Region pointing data
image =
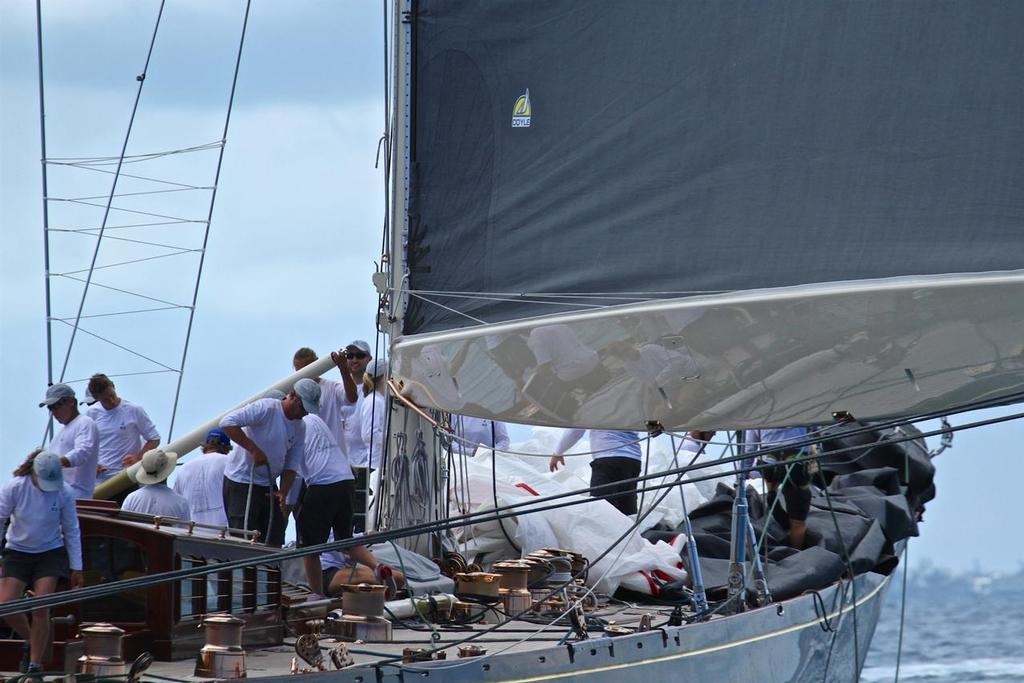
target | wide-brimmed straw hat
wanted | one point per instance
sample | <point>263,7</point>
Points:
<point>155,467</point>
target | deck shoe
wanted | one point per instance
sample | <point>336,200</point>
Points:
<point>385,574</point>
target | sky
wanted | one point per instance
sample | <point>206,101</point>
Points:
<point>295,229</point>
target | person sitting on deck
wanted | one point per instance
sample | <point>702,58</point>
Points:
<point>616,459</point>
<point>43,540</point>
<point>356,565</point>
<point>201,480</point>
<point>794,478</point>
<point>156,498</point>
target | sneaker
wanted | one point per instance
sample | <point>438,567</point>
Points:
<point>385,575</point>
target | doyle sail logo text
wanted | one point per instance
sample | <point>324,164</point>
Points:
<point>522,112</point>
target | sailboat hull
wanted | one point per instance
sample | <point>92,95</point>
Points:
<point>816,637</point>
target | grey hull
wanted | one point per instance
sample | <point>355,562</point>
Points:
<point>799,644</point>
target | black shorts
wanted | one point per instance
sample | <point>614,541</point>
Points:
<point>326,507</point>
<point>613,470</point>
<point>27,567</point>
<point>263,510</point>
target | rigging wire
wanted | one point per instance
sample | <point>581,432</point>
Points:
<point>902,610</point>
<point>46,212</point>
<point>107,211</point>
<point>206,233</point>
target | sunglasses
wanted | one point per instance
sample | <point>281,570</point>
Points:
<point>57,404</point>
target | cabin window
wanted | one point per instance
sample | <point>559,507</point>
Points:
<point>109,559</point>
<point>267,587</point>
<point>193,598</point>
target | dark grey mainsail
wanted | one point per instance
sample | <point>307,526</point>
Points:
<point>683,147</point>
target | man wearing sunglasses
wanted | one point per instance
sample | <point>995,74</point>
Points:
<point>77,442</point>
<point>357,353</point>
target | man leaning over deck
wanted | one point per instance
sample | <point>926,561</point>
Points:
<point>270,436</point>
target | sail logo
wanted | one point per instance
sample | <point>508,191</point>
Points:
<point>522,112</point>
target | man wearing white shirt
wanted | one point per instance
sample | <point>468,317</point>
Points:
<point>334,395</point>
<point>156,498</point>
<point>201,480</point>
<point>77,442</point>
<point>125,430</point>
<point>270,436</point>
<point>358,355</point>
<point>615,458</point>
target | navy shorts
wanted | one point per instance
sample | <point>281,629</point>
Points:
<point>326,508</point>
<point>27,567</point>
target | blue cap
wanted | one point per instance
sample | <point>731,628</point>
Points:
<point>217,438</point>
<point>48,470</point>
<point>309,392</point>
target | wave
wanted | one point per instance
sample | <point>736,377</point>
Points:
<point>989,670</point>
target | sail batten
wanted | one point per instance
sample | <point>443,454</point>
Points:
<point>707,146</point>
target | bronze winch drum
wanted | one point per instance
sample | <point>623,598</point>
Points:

* * *

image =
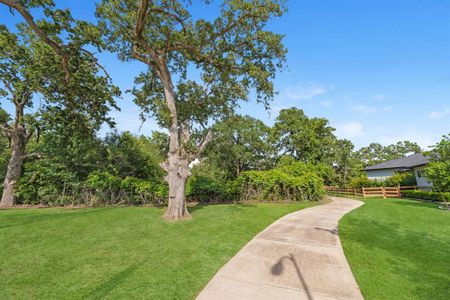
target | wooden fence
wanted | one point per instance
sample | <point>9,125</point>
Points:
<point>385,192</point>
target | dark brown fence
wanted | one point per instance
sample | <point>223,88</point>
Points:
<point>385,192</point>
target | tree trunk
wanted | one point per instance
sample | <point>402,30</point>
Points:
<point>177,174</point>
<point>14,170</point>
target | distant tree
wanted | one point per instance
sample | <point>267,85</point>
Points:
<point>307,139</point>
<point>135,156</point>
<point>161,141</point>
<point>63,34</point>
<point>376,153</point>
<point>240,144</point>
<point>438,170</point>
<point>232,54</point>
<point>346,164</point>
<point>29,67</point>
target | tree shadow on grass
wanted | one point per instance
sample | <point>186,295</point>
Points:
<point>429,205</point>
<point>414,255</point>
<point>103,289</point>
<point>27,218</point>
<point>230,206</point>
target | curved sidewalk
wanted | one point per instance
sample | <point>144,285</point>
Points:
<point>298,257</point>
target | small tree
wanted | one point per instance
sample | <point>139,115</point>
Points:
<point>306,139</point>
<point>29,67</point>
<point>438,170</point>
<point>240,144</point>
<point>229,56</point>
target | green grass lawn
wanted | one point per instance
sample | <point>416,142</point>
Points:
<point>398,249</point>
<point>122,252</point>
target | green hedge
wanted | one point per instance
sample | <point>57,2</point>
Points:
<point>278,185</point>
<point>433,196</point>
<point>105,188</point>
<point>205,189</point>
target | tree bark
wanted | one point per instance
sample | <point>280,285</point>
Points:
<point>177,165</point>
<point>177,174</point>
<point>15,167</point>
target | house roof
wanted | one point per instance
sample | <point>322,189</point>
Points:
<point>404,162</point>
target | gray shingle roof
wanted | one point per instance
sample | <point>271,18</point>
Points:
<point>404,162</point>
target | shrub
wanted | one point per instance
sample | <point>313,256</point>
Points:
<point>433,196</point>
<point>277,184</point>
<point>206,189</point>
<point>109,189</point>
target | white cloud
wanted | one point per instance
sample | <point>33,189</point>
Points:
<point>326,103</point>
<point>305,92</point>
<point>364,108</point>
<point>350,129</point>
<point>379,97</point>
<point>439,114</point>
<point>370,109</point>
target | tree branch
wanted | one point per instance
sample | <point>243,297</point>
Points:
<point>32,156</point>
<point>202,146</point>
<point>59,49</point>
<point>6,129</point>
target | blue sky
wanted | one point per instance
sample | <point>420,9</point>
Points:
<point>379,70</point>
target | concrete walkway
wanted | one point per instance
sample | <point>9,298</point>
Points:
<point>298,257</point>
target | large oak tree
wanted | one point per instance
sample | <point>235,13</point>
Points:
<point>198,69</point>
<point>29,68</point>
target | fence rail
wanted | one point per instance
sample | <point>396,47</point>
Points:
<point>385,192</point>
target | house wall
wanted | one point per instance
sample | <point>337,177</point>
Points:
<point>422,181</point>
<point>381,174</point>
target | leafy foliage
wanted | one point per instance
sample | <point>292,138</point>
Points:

## [Problem details]
Within the data above, find the lines that contain the word "grass" and copy each of them.

## [Exercise output]
target | tree shadow on grass
target | green grass lawn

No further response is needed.